THE REQUEST: Return every line of the records below unchanged, leaving out the pictures.

DATA ROWS:
--- begin ---
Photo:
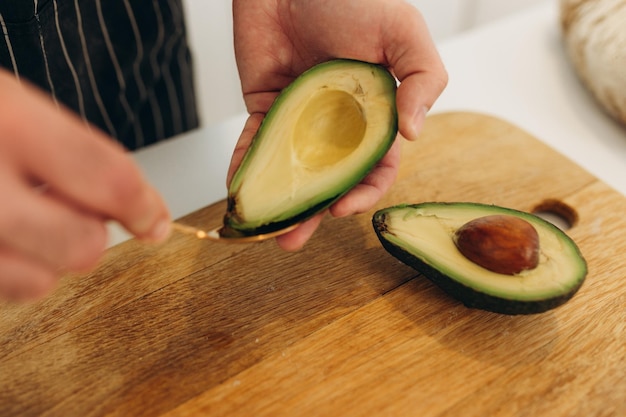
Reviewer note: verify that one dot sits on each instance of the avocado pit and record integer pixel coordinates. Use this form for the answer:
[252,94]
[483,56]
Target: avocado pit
[500,243]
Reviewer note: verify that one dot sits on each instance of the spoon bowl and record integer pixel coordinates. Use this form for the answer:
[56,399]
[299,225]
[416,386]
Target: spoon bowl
[219,235]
--- end ---
REPLY:
Photo:
Reviewer note: verify that one dot sits on each instance of the avocado pit and record integer pixel coordinates. Use this form for the answer:
[252,94]
[483,56]
Target: avocado pit
[500,243]
Reviewer note: verify that one dot sits on each instance of the spoon bowl and record integer pixel coordinates. Use this form for the answer:
[56,399]
[299,225]
[416,386]
Target: spoon bowl
[219,235]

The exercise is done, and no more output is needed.